**Excerpt to read:**

[Date Prev][Date Next][Thread Prev][Thread Next][Date Index][Thread Index]
Re: doc tweak re backslashes in bracket expressions
From: |
arnold |
Subject: |
Re: doc tweak re backslashes in bracket expressions |
Date: |
Thu, 07 Nov 2024 02:55:02 -0700 |
User-agent: |
Heirloom mailx 12.5 7/5/10 |
Hi Ed,
Here you go:
$ for i in nawk mawk gawk mksawk "busybox awk" wak goawk
> do echo ========== $i
> echo 'ab]cd' | $i '/[\]]/'
> done
========== nawk
ab]cd
========== mawk
ab]cd
========== gawk
ab]cd
========== mksawk
========== busybox awk
========== wak
========== goawk
ab]cd
ALL of the above awks match literal accept and match \^ and \-
inside brackets.
I understand that at work you can't install arbitrary programs,
but as an awk proponent who wishes to contribute, you should
install other variants at home. There are links in the gawk
manual for just about all of the variants I just ran.

**Work instructions:** In the mailing list message, where can you find links to nearly all of the awk versions that were run? Answer using only the mailing list message.

**Supplied data:**
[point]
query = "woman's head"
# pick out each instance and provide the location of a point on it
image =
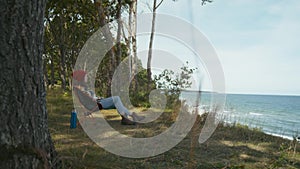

**Worked solution:** In the gawk manual.